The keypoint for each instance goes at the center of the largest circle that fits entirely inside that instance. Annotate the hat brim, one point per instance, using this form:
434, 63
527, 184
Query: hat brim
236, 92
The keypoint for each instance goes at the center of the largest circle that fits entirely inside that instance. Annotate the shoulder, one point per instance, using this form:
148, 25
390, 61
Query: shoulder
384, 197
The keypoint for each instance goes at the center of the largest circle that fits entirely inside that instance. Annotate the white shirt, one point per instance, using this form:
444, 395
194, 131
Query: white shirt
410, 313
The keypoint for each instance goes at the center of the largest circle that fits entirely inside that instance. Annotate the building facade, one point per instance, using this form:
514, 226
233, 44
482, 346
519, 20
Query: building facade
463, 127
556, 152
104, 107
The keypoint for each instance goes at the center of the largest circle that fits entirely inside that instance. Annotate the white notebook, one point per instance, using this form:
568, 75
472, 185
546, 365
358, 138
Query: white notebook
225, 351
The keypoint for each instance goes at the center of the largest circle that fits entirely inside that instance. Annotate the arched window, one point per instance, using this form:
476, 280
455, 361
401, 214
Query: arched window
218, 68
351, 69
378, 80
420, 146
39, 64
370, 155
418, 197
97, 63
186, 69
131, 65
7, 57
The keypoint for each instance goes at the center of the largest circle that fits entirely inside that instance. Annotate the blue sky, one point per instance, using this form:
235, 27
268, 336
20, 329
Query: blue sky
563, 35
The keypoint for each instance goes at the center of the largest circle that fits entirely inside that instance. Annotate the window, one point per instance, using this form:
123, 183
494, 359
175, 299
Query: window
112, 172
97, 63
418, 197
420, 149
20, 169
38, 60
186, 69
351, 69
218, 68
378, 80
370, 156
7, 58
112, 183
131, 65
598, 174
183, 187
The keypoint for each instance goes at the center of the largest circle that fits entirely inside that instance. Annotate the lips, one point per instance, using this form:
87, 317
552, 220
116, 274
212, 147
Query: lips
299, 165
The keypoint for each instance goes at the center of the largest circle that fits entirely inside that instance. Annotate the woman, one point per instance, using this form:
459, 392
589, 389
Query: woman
====
YOUR GOAL
Turn all of the lines above into a JSON list of strings, with one string per line and blank lines left out.

FINISHED TASK
[
  "The keypoint for each instance goes at the center of the largest circle that fits entirely inside that instance. Annotate the hat brim, one point per instance, using this form:",
  "434, 63",
  "527, 184",
  "Query: hat brim",
  "236, 92",
  "The keypoint for each instance goes at the center of the largest circle that fits entirely inside that instance. Annotate the shoulder, one point per instance, using this form:",
  "148, 25",
  "390, 61",
  "Query: shoulder",
  "384, 197",
  "The keypoint for each instance goes at the center of the largest circle that fits entirely inside that instance. Annotate the white shirt, one point per instance, using this form:",
  "444, 395",
  "194, 131",
  "Query: white shirt",
  "410, 313",
  "The keypoint for each instance goes at the center of the largest circle that fits entirely inside that instance. Annotate the building facade, one point per instance, using this form:",
  "514, 226",
  "233, 44",
  "482, 346",
  "519, 20",
  "Query: building facade",
  "463, 127",
  "556, 152",
  "104, 107",
  "The keypoint for each instance goes at the center of the largest circle that fits entirely inside that instance. Annotate the white notebook, one point per instance, using this form:",
  "568, 75",
  "472, 185",
  "546, 365",
  "358, 138",
  "Query: white notebook",
  "225, 351",
  "The keypoint for each instance goes at the center of the largest circle that fits entirely inside that instance. Annotate the arched window, one point per instance, using this form:",
  "476, 280",
  "455, 361",
  "401, 214",
  "Query: arched window",
  "218, 68",
  "351, 69",
  "378, 80",
  "420, 146",
  "39, 64",
  "370, 155",
  "418, 197",
  "97, 63",
  "186, 69",
  "131, 65",
  "7, 57",
  "The keypoint for each instance goes at the center of the largest circle that fits entirely inside that instance. Annotate the blue sky, one point per instance, using this form:",
  "235, 27",
  "268, 336",
  "20, 329",
  "Query: blue sky",
  "563, 35",
  "The keypoint for each instance goes at the center of the largest circle that fits entirely inside that instance. Annotate the window, one point per instance, using this form:",
  "123, 183",
  "494, 359",
  "175, 299",
  "Query: window",
  "112, 172",
  "97, 63",
  "418, 197",
  "420, 149",
  "20, 169",
  "38, 60",
  "186, 69",
  "351, 69",
  "218, 68",
  "378, 80",
  "370, 156",
  "7, 58",
  "112, 183",
  "131, 65",
  "598, 174",
  "183, 187",
  "The keypoint for each instance goes at the center of the largest circle that fits entirely inside that instance. Annotate the lips, one point per instance, using this form:",
  "87, 317",
  "552, 220",
  "116, 274",
  "212, 147",
  "Query: lips",
  "299, 165",
  "The keypoint for each instance goes at the center of the largest circle that fits entirely inside that instance. Annotate the woman, one point per instance, using this form:",
  "459, 392",
  "589, 389",
  "Query: woman"
]